Voussoir, anybody?

The quest to source our voussoirs has been long and somewhat fraught. What’s a voussoir you ask? It is a shaped block for forming an arch. We could have gone for a rough ring arch, like those built by the Anglo-Saxons at Brixworth church (more photos here) using reclaimed Roman stone and brick, but our hearts were set on a proper stone archway for the gatehouse, as you’d find in any good stone Roman fort. The cost of actual hand-carved stone being prohibitive, Al cast the straight blocks for the pillars out of an artificial stone mix, setting fossils into the surfaces for extra verisimilitude. These are fab but took a lot of work and the making of angled moulds proved too much of a project for us. So there followed a trawl of t’internet for people offering custom cast concrete blocks, and we absolutely lucked out by finding Bespoke Concrete who cast our voussoirs in a beautiful buff artificial stone which looks pretty much exactly like Bath stone.

- **Your objective**
Quote the voussoir post above in full, word for word.

Data listing:
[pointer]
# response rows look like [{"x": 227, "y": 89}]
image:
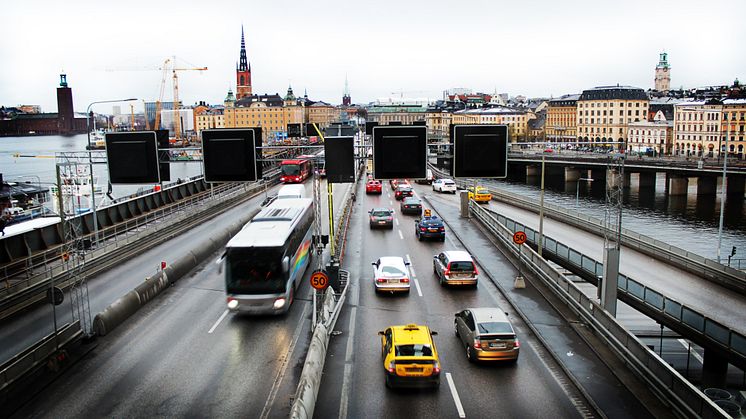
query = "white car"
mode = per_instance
[
  {"x": 390, "y": 274},
  {"x": 444, "y": 185}
]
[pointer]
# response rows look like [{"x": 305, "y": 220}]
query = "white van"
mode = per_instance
[{"x": 291, "y": 191}]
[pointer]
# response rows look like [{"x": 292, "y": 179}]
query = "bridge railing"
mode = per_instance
[{"x": 681, "y": 395}]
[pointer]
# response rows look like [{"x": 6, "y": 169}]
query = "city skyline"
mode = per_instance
[{"x": 536, "y": 49}]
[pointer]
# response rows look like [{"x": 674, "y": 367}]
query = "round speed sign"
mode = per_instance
[
  {"x": 319, "y": 280},
  {"x": 519, "y": 237}
]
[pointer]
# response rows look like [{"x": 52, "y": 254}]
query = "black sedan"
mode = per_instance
[
  {"x": 411, "y": 205},
  {"x": 381, "y": 218}
]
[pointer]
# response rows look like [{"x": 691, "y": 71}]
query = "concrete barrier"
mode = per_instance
[{"x": 127, "y": 305}]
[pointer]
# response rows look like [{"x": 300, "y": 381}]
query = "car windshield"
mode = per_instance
[
  {"x": 254, "y": 270},
  {"x": 290, "y": 169},
  {"x": 414, "y": 350},
  {"x": 391, "y": 270},
  {"x": 495, "y": 327},
  {"x": 462, "y": 266}
]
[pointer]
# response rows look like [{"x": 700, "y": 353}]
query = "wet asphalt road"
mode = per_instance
[
  {"x": 353, "y": 385},
  {"x": 183, "y": 355}
]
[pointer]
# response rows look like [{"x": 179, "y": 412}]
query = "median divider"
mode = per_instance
[{"x": 128, "y": 304}]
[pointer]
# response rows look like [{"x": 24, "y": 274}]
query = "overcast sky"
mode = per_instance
[{"x": 112, "y": 50}]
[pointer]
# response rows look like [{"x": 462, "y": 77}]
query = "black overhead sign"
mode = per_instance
[
  {"x": 231, "y": 155},
  {"x": 399, "y": 152},
  {"x": 480, "y": 151},
  {"x": 340, "y": 159},
  {"x": 132, "y": 157}
]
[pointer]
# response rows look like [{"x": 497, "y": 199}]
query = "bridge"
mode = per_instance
[{"x": 182, "y": 354}]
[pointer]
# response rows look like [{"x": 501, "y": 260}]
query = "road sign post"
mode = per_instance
[{"x": 519, "y": 238}]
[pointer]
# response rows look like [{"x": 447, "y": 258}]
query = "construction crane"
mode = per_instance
[{"x": 177, "y": 119}]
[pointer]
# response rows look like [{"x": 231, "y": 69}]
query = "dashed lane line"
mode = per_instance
[{"x": 456, "y": 398}]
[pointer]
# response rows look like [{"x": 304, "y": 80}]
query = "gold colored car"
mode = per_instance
[
  {"x": 409, "y": 356},
  {"x": 482, "y": 195}
]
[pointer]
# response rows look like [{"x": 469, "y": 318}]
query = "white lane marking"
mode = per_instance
[
  {"x": 697, "y": 356},
  {"x": 212, "y": 329},
  {"x": 414, "y": 276},
  {"x": 456, "y": 399},
  {"x": 345, "y": 398},
  {"x": 285, "y": 362}
]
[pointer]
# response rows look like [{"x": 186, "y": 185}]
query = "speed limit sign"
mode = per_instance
[
  {"x": 519, "y": 237},
  {"x": 319, "y": 280}
]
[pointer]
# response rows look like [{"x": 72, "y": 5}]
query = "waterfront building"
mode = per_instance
[
  {"x": 651, "y": 137},
  {"x": 272, "y": 113},
  {"x": 561, "y": 122},
  {"x": 733, "y": 127},
  {"x": 604, "y": 113},
  {"x": 663, "y": 74},
  {"x": 697, "y": 128},
  {"x": 63, "y": 122},
  {"x": 243, "y": 72}
]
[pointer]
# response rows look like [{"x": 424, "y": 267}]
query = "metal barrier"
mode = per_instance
[
  {"x": 37, "y": 354},
  {"x": 681, "y": 395}
]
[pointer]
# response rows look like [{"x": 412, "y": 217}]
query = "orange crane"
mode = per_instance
[{"x": 177, "y": 119}]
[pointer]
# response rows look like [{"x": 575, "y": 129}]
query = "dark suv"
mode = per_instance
[{"x": 430, "y": 228}]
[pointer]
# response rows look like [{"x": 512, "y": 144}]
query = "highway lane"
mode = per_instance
[
  {"x": 719, "y": 303},
  {"x": 182, "y": 355},
  {"x": 535, "y": 387}
]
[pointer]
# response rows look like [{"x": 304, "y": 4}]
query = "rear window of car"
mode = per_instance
[
  {"x": 461, "y": 266},
  {"x": 494, "y": 327},
  {"x": 414, "y": 350}
]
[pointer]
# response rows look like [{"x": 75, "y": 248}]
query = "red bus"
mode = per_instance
[{"x": 295, "y": 171}]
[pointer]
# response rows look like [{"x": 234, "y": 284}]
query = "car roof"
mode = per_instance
[
  {"x": 486, "y": 314},
  {"x": 411, "y": 333},
  {"x": 458, "y": 255}
]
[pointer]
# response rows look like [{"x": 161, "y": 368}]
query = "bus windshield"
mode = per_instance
[
  {"x": 254, "y": 270},
  {"x": 290, "y": 169}
]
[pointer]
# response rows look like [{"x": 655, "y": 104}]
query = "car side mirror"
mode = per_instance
[{"x": 285, "y": 264}]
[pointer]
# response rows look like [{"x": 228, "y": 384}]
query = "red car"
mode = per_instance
[{"x": 373, "y": 186}]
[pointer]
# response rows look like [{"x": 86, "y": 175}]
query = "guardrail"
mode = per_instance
[
  {"x": 674, "y": 389},
  {"x": 37, "y": 354},
  {"x": 733, "y": 279}
]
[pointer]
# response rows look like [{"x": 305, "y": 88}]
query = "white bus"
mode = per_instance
[{"x": 266, "y": 260}]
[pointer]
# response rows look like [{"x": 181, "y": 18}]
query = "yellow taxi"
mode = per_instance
[
  {"x": 409, "y": 356},
  {"x": 482, "y": 195}
]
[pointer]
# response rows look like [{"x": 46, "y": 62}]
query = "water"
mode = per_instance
[
  {"x": 689, "y": 222},
  {"x": 40, "y": 166}
]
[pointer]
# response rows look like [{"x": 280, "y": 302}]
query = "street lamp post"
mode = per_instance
[
  {"x": 88, "y": 114},
  {"x": 577, "y": 190}
]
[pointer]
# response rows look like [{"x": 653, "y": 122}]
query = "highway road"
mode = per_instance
[
  {"x": 353, "y": 385},
  {"x": 183, "y": 354}
]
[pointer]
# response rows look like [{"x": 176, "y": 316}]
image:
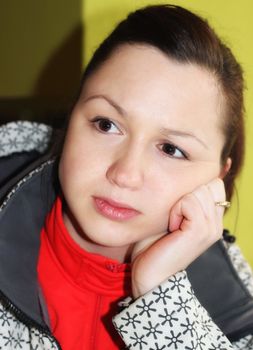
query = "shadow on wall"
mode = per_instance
[{"x": 55, "y": 87}]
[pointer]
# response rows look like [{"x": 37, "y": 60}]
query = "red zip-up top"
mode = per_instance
[{"x": 81, "y": 289}]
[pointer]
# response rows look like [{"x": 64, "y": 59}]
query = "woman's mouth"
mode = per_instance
[{"x": 114, "y": 210}]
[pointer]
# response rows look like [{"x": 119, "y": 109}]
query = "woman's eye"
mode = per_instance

- **Written response**
Voussoir, anybody?

The quest to source our voussoirs has been long and somewhat fraught. What’s a voussoir you ask? It is a shaped block for forming an arch. We could have gone for a rough ring arch, like those built by the Anglo-Saxons at Brixworth church (more photos here) using reclaimed Roman stone and brick, but our hearts were set on a proper stone archway for the gatehouse, as you’d find in any good stone Roman fort. The cost of actual hand-carved stone being prohibitive, Al cast the straight blocks for the pillars out of an artificial stone mix, setting fossils into the surfaces for extra verisimilitude. These are fab but took a lot of work and the making of angled moulds proved too much of a project for us. So there followed a trawl of t’internet for people offering custom cast concrete blocks, and we absolutely lucked out by finding Bespoke Concrete who cast our voussoirs in a beautiful buff artificial stone which looks pretty much exactly like Bath stone.